**Source passage**:
--*--

MOUNT VERNON — Mickey Bechard was wrapping up a “man weekend” with a sandwich and a beer at the Olde Post Office Cafe Sunday, a little smug about a duty well done.

Sitting across from his brother, Bart, he announced he was able to enjoy his man weekend – poker on Friday, golf on Saturday and fishing on Sunday – because he’d long since filed his taxes.

This year, thanks to the confluence of two holidays, the deadline for Maine residents to file federal income taxes is Tuesday, April 19. Emancipation Day fell on April 15 this year. Because it’s a legal public holiday in Washington, D.C., it gets precedence over the tax filing deadline, and it pushed the deadline to Monday. Patriot’s Day is observed Monday in Maine and Massachusetts. Offices of the Internal Revenue Service in those two states will be closed on Monday, which gives filers another day because hand-delivery is one of the acceptable modes of filing them.

--*--

**Stored data**:

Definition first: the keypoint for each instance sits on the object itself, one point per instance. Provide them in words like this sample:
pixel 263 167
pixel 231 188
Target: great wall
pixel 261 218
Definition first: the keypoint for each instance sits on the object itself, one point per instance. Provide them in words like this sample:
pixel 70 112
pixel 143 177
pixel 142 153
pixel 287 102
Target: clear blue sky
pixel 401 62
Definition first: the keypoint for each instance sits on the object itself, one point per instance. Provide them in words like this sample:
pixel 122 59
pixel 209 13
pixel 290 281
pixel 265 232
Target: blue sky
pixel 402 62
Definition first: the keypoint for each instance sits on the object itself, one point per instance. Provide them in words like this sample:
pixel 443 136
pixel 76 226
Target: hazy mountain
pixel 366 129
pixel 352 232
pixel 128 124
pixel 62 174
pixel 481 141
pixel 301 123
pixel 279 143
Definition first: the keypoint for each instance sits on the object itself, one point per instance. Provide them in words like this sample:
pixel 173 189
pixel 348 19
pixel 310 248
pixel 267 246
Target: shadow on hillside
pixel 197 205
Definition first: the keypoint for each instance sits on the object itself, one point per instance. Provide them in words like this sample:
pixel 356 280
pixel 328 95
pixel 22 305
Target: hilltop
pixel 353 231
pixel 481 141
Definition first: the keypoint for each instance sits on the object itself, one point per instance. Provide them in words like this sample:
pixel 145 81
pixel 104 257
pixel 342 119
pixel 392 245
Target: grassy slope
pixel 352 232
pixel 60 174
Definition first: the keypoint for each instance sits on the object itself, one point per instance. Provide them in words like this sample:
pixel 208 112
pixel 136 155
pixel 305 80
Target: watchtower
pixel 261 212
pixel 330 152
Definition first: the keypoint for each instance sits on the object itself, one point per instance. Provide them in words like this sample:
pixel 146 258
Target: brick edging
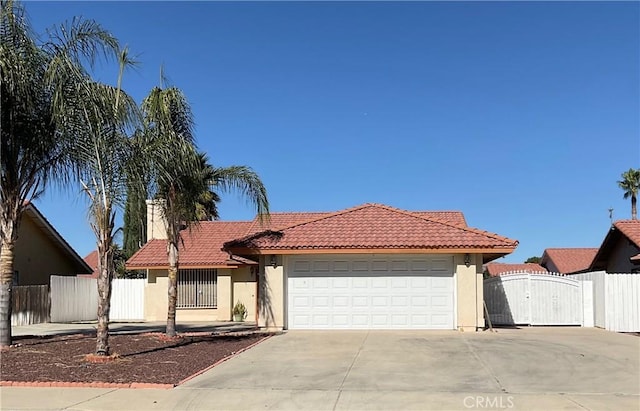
pixel 62 384
pixel 220 361
pixel 134 385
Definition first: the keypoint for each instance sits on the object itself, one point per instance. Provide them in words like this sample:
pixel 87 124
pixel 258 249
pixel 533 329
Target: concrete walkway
pixel 521 369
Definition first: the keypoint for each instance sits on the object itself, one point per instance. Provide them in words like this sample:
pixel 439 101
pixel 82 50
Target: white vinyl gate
pixel 534 299
pixel 616 298
pixel 76 299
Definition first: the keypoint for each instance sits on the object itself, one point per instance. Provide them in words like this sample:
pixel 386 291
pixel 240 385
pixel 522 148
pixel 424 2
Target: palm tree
pixel 38 84
pixel 630 184
pixel 183 178
pixel 105 159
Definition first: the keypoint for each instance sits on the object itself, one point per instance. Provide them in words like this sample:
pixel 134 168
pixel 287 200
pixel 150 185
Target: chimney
pixel 156 223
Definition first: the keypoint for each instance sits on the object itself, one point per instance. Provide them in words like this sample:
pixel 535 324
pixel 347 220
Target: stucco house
pixel 620 250
pixel 367 267
pixel 568 260
pixel 40 251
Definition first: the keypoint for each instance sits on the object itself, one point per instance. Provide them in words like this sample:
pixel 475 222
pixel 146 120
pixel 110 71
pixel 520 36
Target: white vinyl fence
pixel 616 299
pixel 127 299
pixel 535 299
pixel 73 299
pixel 76 299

--*--

**Prompt**:
Why does the tax deadline article above say Maine residents have until Tuesday, April 19 to file federal income taxes? Answer in one to three sentences.

**Answer to the task**:
Emancipation Day fell on April 15 and, as a legal public holiday in Washington, D.C., takes precedence over the filing deadline, pushing it to Monday. Patriot's Day is observed that Monday in Maine, so the IRS offices there will be closed. Because hand-delivery is an acceptable way to file, filers get one more day.